Supplied text>
QARN response to the APPI into immigration detention

qarn logo smQuaker Asylum and Refugee Network – QARN: response to the All-Party Parliamentary Inquiry into Immigration Detention Report released 3 March 2015

‘We detain a lot of people, some for a very long time, all with huge uncertainty, and we have very limited processes for individuals to challenge that detention’.

‘Crucially, this panel believes that little will change by tinkering with the pastoral care or improving the facilities. We believe the problems that beset our immigration detention estate occur quite simply because we detain far too many people unnecessarily and for far too long. The current system is expensive, ineffective and unjust.’

p.4 https://detentioninquiry.files.wordpress.com/2015/03/immigration-detention-inquiry-report.pdf

We welcome the findings of this Report as a starting point for change.  It is reassuring that people with personal experience of the system were respectfully listened to by the Inquiry team, and that those who were listening openly expressed their dismay.

Tasks to carry out>
**1.** In the QARN response, on what date was the inquiry report released?
**2.** List each word the quoted panel uses in the QARN response to describe the current system.
**3.** Write the next part of the QARN response, beginning after its last sentence.

Data excerpts>
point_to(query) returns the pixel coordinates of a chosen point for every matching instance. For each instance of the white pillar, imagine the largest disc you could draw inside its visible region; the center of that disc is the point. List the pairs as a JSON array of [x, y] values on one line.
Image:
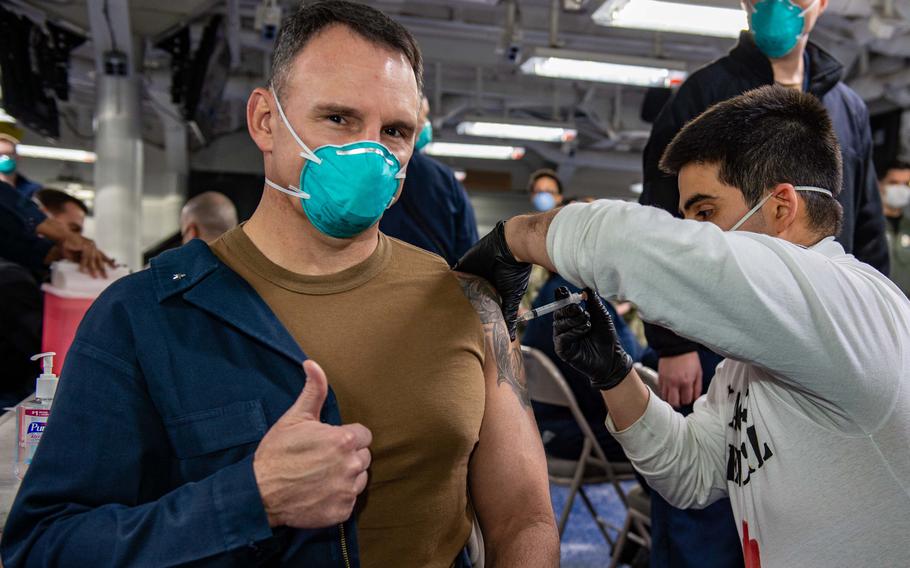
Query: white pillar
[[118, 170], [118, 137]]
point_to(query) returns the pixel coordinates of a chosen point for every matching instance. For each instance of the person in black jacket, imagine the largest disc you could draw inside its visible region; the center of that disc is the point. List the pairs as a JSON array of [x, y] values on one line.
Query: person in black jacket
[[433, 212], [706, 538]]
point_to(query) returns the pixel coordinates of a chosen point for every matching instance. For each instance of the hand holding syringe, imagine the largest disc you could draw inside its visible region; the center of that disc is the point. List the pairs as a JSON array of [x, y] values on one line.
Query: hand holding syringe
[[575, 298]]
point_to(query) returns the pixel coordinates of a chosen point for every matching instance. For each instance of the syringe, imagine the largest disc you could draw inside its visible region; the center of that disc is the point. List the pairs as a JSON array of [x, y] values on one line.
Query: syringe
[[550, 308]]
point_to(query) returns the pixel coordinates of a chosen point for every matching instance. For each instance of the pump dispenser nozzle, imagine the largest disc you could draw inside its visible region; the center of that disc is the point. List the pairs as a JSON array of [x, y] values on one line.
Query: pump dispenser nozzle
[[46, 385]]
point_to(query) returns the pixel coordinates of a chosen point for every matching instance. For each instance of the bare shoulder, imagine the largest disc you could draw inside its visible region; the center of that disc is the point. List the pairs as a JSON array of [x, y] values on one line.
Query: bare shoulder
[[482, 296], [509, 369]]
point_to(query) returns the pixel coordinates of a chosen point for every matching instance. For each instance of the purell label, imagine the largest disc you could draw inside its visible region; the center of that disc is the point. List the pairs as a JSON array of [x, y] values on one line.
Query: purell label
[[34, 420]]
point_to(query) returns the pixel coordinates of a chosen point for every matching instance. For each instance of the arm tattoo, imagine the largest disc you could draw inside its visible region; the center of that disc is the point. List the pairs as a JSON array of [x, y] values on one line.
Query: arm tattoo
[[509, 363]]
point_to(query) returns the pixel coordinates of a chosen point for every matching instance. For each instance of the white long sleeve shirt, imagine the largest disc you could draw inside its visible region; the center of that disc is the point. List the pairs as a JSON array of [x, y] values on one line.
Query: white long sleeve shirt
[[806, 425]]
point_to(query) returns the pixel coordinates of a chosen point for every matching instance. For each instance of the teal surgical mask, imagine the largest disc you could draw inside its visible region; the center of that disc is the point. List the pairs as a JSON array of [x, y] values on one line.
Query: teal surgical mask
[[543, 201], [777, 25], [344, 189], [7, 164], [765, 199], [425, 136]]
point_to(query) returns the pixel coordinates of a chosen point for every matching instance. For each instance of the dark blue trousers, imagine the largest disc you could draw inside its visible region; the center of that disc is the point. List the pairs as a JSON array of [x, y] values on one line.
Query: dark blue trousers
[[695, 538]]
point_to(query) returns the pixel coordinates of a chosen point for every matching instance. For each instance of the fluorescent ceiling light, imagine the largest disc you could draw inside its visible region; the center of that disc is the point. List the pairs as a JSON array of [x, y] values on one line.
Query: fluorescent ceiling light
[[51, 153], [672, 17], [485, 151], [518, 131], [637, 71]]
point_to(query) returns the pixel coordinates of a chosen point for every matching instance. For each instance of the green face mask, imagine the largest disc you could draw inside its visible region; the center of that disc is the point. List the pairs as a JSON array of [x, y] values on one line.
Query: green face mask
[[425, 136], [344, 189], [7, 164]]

...

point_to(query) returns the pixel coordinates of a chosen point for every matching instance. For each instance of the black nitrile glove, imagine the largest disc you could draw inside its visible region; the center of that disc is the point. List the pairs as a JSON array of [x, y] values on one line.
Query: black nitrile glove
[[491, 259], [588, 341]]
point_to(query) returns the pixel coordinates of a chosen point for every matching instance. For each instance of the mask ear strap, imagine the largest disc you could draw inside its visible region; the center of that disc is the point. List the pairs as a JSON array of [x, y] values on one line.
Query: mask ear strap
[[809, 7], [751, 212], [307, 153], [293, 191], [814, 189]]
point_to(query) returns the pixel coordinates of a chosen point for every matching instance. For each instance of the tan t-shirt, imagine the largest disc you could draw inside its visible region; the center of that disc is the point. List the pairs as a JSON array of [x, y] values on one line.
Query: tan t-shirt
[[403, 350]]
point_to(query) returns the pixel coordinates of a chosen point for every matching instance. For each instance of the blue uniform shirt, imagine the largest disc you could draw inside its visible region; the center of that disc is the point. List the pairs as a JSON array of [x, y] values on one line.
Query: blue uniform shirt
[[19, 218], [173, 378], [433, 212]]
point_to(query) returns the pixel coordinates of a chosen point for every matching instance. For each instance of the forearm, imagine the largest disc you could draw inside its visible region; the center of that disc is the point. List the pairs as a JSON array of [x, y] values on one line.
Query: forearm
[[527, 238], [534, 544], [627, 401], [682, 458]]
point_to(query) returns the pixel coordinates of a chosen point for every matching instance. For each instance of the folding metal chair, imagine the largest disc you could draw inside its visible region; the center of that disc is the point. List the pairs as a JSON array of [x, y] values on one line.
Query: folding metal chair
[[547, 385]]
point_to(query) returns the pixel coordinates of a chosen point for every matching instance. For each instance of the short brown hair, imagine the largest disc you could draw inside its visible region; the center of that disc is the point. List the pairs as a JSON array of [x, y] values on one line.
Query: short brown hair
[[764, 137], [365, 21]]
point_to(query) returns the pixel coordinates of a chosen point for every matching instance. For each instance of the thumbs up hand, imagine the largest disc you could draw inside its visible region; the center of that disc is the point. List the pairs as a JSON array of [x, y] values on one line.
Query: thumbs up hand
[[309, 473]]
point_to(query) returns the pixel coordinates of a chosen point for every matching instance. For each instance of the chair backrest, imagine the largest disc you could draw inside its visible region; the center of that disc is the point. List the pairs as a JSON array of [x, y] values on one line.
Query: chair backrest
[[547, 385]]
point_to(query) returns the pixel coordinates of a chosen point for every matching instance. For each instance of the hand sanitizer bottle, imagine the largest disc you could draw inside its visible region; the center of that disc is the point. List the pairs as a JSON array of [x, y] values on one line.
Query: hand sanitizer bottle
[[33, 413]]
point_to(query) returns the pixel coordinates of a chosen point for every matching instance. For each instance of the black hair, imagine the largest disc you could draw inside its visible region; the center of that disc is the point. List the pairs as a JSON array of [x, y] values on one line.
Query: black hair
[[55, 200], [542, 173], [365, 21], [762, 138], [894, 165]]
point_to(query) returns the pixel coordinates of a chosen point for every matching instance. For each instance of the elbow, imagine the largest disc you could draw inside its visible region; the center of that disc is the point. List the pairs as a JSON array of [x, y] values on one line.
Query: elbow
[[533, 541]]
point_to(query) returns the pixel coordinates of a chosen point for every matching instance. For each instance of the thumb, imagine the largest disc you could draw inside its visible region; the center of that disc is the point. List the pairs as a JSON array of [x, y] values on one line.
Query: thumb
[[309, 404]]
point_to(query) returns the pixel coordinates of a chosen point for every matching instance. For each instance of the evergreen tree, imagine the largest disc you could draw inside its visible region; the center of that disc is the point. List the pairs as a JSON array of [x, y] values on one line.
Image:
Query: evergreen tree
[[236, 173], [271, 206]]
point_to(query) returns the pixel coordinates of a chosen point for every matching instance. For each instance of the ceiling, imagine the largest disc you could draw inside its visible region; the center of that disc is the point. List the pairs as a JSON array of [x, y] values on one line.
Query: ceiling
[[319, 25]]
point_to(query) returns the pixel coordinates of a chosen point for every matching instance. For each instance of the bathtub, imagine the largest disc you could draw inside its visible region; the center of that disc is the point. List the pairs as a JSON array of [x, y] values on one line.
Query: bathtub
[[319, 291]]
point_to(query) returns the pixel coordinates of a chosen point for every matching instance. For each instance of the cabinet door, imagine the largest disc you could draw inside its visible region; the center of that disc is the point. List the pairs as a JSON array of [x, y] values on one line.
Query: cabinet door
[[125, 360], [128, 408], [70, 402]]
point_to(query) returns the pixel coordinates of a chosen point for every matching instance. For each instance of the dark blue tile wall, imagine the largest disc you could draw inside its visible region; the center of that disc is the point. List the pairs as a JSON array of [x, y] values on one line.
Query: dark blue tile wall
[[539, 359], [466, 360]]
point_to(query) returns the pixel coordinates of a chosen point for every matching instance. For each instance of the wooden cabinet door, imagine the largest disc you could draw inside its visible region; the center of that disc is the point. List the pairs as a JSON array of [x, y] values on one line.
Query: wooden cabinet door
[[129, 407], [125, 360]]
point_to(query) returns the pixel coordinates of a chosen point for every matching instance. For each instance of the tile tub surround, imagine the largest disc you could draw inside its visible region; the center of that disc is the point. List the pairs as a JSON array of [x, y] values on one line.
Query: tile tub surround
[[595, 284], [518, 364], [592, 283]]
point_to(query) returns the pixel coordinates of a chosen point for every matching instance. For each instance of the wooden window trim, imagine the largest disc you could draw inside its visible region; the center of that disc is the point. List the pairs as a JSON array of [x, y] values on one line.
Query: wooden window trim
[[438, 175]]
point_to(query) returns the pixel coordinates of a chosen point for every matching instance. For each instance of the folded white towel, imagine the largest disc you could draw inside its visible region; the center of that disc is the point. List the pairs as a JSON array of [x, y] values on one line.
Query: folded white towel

Results for the exercise>
**1.** 3 March 2015

**2.** expensive, ineffective, unjust

**3.**
That which is morally wrong cannot be politically right.: 1822 Quaker faith & practice 23.26

 QARN welcomes the firm recommendation that there be a maximum time limit to immigration detention of 28 days, and that there should be judicial oversight of the decision to detain at an early stage, in contrast to the current system where there is no end date for people to be released. We have been advocating this for a long time and many Friends signed supporting letters to their MPs at BYMG last year.

Sarah Teather, MP who chaired the Inquiry is clear that a wholesale change in the culture within the detention system is required, but also that there needs to be a serious investigation of community based alternatives to detention so that far fewer people are deprived of their liberty.  We would like to see an end to all immigration detention and this report is an important step along that path.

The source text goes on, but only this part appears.